**SOURCE TEXT**
● ● ● ● ● ● ●

(WKBN) – COVID-19 has left most travel and tourist industries like airlines, hotels and resorts struggling for business. But one is doing surprisingly well, the RV industry.
Some Americans are ready to get back to normal and travel.
“I think spring fever or cabin fever is a real thing,” said Matt Greenawalt, owner of Homestead RV Center in Hubbard.
Triple A predicts more Americans will hit the highway instead of the skies this year.
A recent study by the U.S. Travel Association found 68% of people feel safe traveling in their own car but only 18% feel safe taking a flight to somewhere in the U.S.
It’s good news for the RV and camper industry.
“I mean, the attraction to the campers is that no one’s slept in that bed except you, you’re using your own private bathroom and you can still be outdoors. It’s hard for a virus to jump across a campfire,” Greenawalt said.
Greenawalt said he has been selling RVs like crazy at his store.
“With this, you can kinda know, you really know what you have. You can clean it the way you want to, you let the people into it that you want to. You just have a lot more control and yet you still can be outside enjoying recreation,” he said.
It has been the same case for Brunk’s RV Sales in Salem. Owner Joe Brunk said he has heard it from customers and others in the industry — people want to stay safe and close to home.
“You know, industry-wide, they’re seeing that. People are going to camp and control their families and stay separated a little bit,” he said.
Brunk thinks it’s good for people to be getting more of a taste of this kind of vacation because camping is so much different than hotels or resorts.
“That’s what RVing is all about. It’s a lifestyle that you never can get going to a hotel or resort as far as camaraderie with other people and that sort of thing,” he said.
Both business owners agree that social distancing away from home for families can be easier with something like an RV.
“You have your own fire, you have your own food, you have your own place to sleep. So you’re really not interacting in that way,” Brunk said.
“So you get the benefit of being outside and enjoying the great outdoors but you also have kind of your own private, sanitized place to stay,” Greenawalt said.

● ● ● ● ● ● ●

**LISTED RECORDS**
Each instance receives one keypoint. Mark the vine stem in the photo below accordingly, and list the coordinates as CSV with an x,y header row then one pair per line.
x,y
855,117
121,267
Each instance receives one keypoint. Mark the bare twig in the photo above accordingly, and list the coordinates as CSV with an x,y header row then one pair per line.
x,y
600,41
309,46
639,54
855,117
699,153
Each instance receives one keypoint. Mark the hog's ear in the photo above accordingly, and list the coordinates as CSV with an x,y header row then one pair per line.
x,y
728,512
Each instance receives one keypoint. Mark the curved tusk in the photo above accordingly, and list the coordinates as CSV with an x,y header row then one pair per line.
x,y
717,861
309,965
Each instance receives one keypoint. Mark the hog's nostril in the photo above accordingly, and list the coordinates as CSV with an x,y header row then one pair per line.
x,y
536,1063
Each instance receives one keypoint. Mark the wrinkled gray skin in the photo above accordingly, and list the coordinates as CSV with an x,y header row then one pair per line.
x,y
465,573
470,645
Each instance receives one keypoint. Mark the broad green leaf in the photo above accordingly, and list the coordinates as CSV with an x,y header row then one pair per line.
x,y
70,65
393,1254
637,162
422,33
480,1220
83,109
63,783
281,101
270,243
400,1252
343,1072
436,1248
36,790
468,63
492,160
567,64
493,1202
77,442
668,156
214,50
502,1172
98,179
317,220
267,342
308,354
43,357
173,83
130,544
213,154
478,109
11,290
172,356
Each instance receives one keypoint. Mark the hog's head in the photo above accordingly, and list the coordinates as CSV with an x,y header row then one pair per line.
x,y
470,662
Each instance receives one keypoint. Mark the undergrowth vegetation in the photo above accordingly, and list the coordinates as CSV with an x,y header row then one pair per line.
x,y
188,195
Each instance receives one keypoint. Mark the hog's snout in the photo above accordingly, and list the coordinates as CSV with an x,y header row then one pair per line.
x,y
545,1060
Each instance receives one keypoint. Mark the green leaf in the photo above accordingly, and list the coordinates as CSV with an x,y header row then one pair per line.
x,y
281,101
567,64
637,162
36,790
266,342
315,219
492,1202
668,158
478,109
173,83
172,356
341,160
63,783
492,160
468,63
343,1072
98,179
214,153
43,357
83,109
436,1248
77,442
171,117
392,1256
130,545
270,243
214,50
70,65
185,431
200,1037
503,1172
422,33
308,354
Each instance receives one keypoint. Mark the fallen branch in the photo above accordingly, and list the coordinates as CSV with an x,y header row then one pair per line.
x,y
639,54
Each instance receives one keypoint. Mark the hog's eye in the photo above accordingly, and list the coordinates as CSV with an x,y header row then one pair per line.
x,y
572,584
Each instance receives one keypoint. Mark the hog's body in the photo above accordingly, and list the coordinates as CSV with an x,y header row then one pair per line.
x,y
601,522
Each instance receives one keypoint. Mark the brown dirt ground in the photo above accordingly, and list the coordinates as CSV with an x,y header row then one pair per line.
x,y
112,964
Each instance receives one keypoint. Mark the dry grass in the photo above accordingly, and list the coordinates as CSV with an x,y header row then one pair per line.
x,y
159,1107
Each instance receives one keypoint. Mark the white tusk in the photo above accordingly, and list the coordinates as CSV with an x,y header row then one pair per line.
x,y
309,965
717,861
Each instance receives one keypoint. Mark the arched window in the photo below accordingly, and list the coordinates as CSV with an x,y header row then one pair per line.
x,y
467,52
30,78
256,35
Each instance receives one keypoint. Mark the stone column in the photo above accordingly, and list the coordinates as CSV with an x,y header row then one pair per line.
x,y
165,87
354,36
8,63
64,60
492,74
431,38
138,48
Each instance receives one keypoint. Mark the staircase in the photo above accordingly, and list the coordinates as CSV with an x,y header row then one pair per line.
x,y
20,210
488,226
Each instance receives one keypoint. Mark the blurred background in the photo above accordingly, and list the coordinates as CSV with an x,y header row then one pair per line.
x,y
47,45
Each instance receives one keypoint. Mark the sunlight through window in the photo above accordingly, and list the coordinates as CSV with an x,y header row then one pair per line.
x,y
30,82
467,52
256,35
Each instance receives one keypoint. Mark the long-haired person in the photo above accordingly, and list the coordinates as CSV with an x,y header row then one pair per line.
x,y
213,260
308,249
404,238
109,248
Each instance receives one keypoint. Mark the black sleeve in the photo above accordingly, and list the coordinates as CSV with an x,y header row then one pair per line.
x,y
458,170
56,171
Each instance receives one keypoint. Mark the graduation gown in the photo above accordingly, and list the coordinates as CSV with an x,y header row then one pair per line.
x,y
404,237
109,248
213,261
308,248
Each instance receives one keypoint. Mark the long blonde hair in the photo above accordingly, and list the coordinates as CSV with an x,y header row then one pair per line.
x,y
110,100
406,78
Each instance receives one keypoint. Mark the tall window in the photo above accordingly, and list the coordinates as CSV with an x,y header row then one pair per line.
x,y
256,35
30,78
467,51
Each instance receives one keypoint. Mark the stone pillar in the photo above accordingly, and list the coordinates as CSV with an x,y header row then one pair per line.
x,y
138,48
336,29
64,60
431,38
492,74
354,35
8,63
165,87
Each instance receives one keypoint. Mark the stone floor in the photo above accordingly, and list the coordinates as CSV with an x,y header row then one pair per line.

● ● ● ● ● ● ●

**TASKS TO COMPLETE**
[1] According to the article on RV sales, what share of people in the U.S. Travel Association study feel safe taking a flight within the U.S.?
[2] Reproduce the passage of the article on RV sales between "It’s good news" and "at his store.", inclusive, renaming "campfire" to "bonfire".
[3] In the article on RV sales, why does Brunk think it is good for people to be getting more of a taste of RV vacations?
The entries here were drawn from a source separate from the article on RV sales.

**TASK-BY-TASK ANSWERS**
[1] Only 18% of people feel safe taking a flight to somewhere in the U.S.

[2]
It’s good news for the RV and camper industry.
“I mean, the attraction to the campers is that no one’s slept in that bed except you, you’re using your own private bathroom and you can still be outdoors. It’s hard for a virus to jump across a bonfire,” Greenawalt said.
Greenawalt said he has been selling RVs like crazy at his store.

[3] He says camping is very different from staying at hotels or resorts. RVing offers a lifestyle, including camaraderie with other people, that you can never get at a hotel or resort.